Task material:
— Start —
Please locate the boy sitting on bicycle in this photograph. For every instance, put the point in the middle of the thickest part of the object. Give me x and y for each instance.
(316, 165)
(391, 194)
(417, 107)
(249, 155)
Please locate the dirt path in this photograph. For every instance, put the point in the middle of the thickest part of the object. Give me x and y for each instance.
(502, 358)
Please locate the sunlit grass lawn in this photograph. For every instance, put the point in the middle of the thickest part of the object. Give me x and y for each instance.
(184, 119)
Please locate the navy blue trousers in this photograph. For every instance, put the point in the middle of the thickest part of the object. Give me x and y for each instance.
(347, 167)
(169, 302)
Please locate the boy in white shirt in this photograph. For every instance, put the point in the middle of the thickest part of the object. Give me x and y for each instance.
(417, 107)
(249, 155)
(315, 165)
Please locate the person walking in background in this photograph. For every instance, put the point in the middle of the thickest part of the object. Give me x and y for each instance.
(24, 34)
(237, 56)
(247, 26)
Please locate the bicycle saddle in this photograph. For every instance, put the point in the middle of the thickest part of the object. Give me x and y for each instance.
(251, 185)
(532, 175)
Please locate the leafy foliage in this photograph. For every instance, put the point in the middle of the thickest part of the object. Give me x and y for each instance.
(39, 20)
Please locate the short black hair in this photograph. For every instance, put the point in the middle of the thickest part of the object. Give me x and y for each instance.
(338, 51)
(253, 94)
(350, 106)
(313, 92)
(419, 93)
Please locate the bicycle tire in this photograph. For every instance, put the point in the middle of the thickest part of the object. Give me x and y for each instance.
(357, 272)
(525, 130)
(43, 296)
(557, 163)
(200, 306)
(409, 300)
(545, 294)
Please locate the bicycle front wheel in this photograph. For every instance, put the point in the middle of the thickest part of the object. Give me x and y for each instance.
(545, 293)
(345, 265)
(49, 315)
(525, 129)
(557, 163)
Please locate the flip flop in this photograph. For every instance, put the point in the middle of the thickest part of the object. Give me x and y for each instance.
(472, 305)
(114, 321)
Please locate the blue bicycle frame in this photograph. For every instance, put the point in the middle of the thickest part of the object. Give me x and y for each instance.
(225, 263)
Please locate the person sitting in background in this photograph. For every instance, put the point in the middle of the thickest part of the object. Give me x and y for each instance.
— End —
Stated problem:
Could you rewrite every entry above, replacing "thickest part" with "widest part" and leaving everything else unchanged?

Complete output:
Please locate the boy sitting on bicycle in this photograph. For every instance, put the point in the middle of the widest part of the object. Give me x and y for each instance.
(316, 165)
(391, 194)
(417, 107)
(249, 155)
Please locate the dirt path in this photograph. For every instance, put the point in the middle of the widest part of the object. Give me x and y for each instance.
(502, 358)
Please locate the sunlit grass lawn in this photograph. For every instance, put the point in the middle of the widest part of the object. Give me x and y for each instance.
(184, 119)
Please locate the navy blue trousers in this photograph. For every instance, put the point in the middle of the widest part of the object. Give me x and y for each instance.
(347, 167)
(169, 302)
Please locate the boy in white shirt in this photograph. For every instance, put the point in the middle of the widest part of the object. Give me x and y for each instance.
(417, 107)
(249, 155)
(315, 165)
Please locate the person walking in background in this photograph. For every instance, put the point in the middle of the widest part of the object. Give me x and y for each instance.
(24, 34)
(237, 56)
(247, 26)
Please locate the bicycle saddle in this photograph. For every instance, put the point in the middle of the widest part of the object. Give me x and y for each instance.
(251, 185)
(532, 175)
Please locate the leafy foliage in this photograph. For every instance, put the point in the middle of the widest part of the object. Give me x and y for each instance.
(39, 20)
Please locate the short black hair in this photograph. For every instance, put the point in the middle of the widest part of the object. Give me x and y for each instance.
(338, 51)
(253, 94)
(350, 106)
(313, 92)
(419, 93)
Please locate the bicycle tire in this photograph. For every instance, put the point in the middle of the widest part of the object. Give me x and y for each instance.
(357, 272)
(525, 130)
(43, 296)
(557, 163)
(200, 306)
(409, 300)
(545, 294)
Please locate the bicycle front wheel in this photograph. For every instance, put the point in the middle of the widest part of the object. Give me x and y for each instance.
(545, 293)
(345, 265)
(49, 315)
(525, 129)
(557, 163)
Please locate the flip flop in this photograph. For every instance, put the point in the middle of the widest part of the object. Give me x and y for each instance.
(472, 305)
(114, 321)
Please locate the blue bicycle frame in this photograph. For every instance, put the point in the middle of the widest part of the object. Give me x and y for each instance.
(225, 263)
Please locate the person sitting in background in this photograph. For every instance, put the point in the middle of the widest part of the object. Give me x and y for each instance.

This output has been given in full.